Document excerpt.
Start of Block
Your
toddler’s intellegence; It’s all in the way you talk!
Ever doubted your parenting or your child’s behaviour? Of
course you have. But the way you talk to your child, believe it or not, makes a
big difference. Just follow this advice to ensure you’re raising a mini genius!
Between the ages of two and five, children tend to play with language, and this
is how you can influence this…
My name is Ashleigh, and I’m a former university student.
During my English Language course studying Child Language acquisition, I
carried out an investigation to see how children develop their language and how
parents can influence this. The main thing I spotted is that children tend to
copy what their parents say, and this is the reason they occasionally say
things that seem a little too grown up. Child Language Specialist, James A.
Baldwin, says “Children have never been very good at listening to their elders,
but they have never failed to imitate them”. With this in mind, it is important
that as parents, we use language with our children in mind. This is a vital
skill in this day and age; many parents make the mistake of not acknowledging
their child, while their child picks up their unfortunate habits.
End of Block
Data provided.
Start of Block
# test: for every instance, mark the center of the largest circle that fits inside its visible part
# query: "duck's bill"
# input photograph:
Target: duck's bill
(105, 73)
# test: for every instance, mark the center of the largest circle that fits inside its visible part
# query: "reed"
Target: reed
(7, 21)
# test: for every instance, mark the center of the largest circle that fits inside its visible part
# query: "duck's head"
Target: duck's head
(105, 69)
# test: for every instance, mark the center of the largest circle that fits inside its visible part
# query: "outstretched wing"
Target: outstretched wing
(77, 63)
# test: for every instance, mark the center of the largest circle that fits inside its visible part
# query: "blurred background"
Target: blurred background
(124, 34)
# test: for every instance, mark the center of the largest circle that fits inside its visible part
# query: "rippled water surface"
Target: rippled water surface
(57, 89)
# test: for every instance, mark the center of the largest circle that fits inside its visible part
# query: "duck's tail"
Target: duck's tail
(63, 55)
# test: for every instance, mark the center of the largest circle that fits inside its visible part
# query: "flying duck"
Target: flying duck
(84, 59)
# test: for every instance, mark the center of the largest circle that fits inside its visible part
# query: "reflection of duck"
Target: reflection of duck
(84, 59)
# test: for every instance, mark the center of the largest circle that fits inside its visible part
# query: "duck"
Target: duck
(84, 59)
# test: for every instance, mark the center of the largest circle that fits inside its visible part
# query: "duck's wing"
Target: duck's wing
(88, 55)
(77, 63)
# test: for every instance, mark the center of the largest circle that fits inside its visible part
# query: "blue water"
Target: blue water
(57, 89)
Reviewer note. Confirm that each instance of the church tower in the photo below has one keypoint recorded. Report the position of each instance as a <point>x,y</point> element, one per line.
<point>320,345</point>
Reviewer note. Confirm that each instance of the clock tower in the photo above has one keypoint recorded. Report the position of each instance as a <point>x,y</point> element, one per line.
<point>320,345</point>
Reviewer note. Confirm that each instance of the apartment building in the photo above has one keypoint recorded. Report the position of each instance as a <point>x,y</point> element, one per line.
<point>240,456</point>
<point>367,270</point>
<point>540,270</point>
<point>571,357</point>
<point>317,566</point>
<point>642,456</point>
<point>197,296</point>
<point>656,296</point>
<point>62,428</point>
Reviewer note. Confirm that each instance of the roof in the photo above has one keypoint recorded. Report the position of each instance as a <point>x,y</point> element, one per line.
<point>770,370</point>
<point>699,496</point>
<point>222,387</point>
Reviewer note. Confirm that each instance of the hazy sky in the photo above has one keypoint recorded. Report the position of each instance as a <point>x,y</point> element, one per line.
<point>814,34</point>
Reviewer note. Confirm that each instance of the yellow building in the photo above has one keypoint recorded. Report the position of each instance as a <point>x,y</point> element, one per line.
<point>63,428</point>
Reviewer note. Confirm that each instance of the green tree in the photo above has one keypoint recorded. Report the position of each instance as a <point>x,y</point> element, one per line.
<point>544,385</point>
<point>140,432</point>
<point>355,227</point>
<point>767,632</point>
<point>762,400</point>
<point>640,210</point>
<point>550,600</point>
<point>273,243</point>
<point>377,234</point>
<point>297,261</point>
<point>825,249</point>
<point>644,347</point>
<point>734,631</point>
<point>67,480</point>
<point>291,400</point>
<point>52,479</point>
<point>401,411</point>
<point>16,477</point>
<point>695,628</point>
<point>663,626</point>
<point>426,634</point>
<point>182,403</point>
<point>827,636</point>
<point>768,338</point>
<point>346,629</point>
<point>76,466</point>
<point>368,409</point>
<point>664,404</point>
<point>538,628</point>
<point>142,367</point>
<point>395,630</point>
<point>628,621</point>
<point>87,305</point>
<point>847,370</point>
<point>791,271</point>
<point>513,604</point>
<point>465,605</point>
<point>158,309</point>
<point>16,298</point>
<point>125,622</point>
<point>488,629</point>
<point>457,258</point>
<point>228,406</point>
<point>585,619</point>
End of Block
Could you print, word for word, the part of the article on toddler talk starting with "Ever doubted your" and going on through "a mini genius!"?

Answer for the task.
Ever doubted your parenting or your child’s behaviour? Of
course you have. But the way you talk to your child, believe it or not, makes a
big difference. Just follow this advice to ensure you’re raising a mini genius!